Functions and effects of creatine in the central nervous system

Creatine kinase catalyses the reversible transphosphorylation of creatine by ATP. In the cell, creatine kinase isoenzymes are specifically localized at strategic sites of ATP consumption to efficiently regenerate ATP in situ via phosphocreatine or at sites of ATP generation to build-up a phosphocreatine pool. Accordingly, the creatine kinase/phosphocreatine system plays a key role in cellular energy buffering and energy transport, particularly in cells with high and fluctuating energy requirements like neurons. Creatine kinases are expressed in the adult and developing human brain and spinal cord, suggesting that the creatine kinase/phosphocreatine system plays a significant role in the central nervous system. Functional impairment of this system leads to a deterioration in energy metabolism, which is phenotypic for many neurodegenerative and age-related diseases. Exogenous creatine supplementation has been shown to reduce neuronal cell loss in experimental paradigms of acute and chronic neurological diseases. In line with these findings, first clinical trials have shown beneficial effects of therapeutic creatine supplementation. Furthermore, creatine was reported to promote differentiation of neuronal precursor cells that might be of importance for improving neuronal cell replacement strategies. Based on these observations there is growing interest on the effects and functions of this compound in the central nervous system. This review gives a short excursion into the basics of the creatine kinase/phosphocreatine system and aims at summarizing findings and concepts on the role of creatine kinase and creatine in the central nervous system with special emphasis on pathological conditions and the positive effects of creatine supplementation.

## DATA UNDER STUDY
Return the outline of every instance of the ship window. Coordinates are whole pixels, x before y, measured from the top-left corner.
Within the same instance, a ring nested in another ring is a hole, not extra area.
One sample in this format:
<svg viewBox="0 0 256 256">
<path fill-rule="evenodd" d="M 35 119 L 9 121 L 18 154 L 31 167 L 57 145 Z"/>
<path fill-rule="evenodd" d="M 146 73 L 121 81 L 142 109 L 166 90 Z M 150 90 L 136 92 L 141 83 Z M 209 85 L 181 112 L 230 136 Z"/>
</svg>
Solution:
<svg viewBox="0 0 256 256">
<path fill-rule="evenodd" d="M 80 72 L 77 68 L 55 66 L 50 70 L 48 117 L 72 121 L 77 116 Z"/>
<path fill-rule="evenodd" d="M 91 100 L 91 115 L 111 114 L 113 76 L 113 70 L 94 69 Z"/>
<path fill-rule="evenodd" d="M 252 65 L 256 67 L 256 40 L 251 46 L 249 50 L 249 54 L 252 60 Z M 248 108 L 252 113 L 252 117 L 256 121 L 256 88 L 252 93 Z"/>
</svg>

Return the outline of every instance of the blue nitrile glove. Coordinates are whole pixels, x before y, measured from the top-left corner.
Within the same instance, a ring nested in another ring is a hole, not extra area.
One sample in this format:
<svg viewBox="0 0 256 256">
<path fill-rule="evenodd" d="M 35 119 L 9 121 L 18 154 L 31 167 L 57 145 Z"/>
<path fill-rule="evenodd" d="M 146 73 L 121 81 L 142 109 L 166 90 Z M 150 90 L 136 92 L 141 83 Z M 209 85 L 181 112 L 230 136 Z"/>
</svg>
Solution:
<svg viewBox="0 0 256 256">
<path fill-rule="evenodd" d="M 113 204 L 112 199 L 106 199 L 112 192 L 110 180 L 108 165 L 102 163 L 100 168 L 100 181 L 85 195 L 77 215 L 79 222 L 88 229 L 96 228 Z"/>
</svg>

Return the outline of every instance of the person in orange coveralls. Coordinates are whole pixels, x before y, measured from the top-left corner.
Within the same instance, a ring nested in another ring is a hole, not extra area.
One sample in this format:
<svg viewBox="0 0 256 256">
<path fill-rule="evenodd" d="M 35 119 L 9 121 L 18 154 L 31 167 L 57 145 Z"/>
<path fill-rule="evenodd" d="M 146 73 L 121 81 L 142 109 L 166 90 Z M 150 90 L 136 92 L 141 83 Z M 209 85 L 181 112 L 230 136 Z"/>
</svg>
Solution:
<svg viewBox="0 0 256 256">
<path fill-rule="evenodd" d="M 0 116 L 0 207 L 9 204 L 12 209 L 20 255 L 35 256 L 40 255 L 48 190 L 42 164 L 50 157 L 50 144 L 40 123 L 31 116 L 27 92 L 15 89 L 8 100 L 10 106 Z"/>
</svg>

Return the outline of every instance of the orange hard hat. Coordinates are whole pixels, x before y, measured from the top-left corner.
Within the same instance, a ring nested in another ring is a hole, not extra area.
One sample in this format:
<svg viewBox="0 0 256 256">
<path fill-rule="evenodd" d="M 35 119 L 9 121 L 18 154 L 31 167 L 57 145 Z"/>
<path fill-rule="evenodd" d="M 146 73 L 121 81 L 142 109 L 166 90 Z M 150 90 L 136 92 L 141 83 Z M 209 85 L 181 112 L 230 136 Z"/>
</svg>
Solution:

## WORK REQUEST
In the text on creatine in the central nervous system, what has exogenous creatine supplementation been shown to reduce in experimental paradigms of acute and chronic neurological diseases?

## EXPECTED OUTPUT
Neuronal cell loss.